— START OF Given entries —

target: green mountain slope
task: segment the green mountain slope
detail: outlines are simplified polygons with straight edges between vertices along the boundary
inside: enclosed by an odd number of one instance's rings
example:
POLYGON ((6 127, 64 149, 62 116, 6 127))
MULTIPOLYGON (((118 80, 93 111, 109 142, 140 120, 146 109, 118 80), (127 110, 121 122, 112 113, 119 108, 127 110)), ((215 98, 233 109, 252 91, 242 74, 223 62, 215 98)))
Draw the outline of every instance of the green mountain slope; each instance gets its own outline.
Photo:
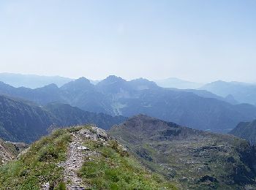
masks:
POLYGON ((52 103, 41 107, 0 96, 0 137, 5 140, 31 142, 56 126, 95 123, 109 129, 124 119, 86 112, 68 104, 52 103))
POLYGON ((219 98, 205 91, 164 88, 146 79, 127 81, 109 76, 97 85, 84 77, 61 88, 52 84, 30 89, 0 83, 0 93, 45 106, 53 102, 94 113, 130 117, 146 114, 180 125, 226 133, 241 121, 256 117, 256 107, 232 104, 232 97, 219 98))
POLYGON ((6 142, 0 139, 0 166, 12 160, 29 147, 23 142, 6 142))
POLYGON ((230 134, 247 140, 252 145, 256 144, 256 120, 241 122, 230 134))
POLYGON ((256 188, 255 150, 239 138, 139 115, 110 134, 141 162, 184 189, 256 188))
POLYGON ((59 129, 0 167, 0 189, 176 189, 102 129, 59 129))

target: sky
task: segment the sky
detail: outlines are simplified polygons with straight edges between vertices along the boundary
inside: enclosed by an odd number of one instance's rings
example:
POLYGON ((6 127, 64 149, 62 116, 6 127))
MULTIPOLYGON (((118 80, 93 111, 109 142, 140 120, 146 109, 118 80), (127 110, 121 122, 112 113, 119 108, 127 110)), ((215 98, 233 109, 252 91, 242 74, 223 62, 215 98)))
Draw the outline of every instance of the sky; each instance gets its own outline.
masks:
POLYGON ((256 1, 0 1, 0 72, 256 82, 256 1))

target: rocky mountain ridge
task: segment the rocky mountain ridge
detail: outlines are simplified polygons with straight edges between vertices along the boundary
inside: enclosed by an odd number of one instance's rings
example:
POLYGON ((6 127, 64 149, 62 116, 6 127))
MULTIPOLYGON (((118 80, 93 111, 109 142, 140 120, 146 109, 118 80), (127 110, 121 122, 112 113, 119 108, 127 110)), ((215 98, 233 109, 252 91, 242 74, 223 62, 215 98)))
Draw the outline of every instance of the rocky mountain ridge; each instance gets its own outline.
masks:
POLYGON ((110 115, 130 117, 144 113, 218 132, 228 132, 239 122, 251 121, 256 116, 255 106, 229 104, 205 91, 163 88, 145 79, 127 81, 116 76, 110 76, 97 85, 80 78, 61 88, 50 85, 34 90, 1 83, 0 92, 42 106, 54 102, 110 115))
POLYGON ((110 134, 151 170, 178 181, 182 189, 256 188, 255 148, 232 135, 144 115, 114 126, 110 134))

— END OF Given entries —

§ Exercise brief
Copy every line of the listing from its start through the line containing "POLYGON ((52 103, 41", inclusive. Change only the mask polygon coordinates, multiplying each by 2.15 and rounding to the nearest whole number with halves rounded up, and leave the picture out.

§ Result below
target: green mountain slope
task: segment the green mountain slope
detail: outlines are simplified polygons with straight edges between vertices along the boundary
inside: enclosed by an odd number of one instance's rings
example:
POLYGON ((6 127, 64 149, 62 116, 6 127))
MULTIPOLYGON (((118 80, 93 111, 109 142, 140 120, 146 109, 118 80), (127 110, 121 122, 112 113, 119 108, 127 110)), ((215 98, 233 109, 252 91, 242 74, 223 62, 215 98)))
Draw the outline of every instance of the green mountain slope; each instance gets its own outline.
Photo:
masks:
POLYGON ((112 221, 88 230, 0 206, 0 295, 11 301, 67 305, 120 271, 204 264, 234 277, 267 256, 185 241, 146 224, 112 221))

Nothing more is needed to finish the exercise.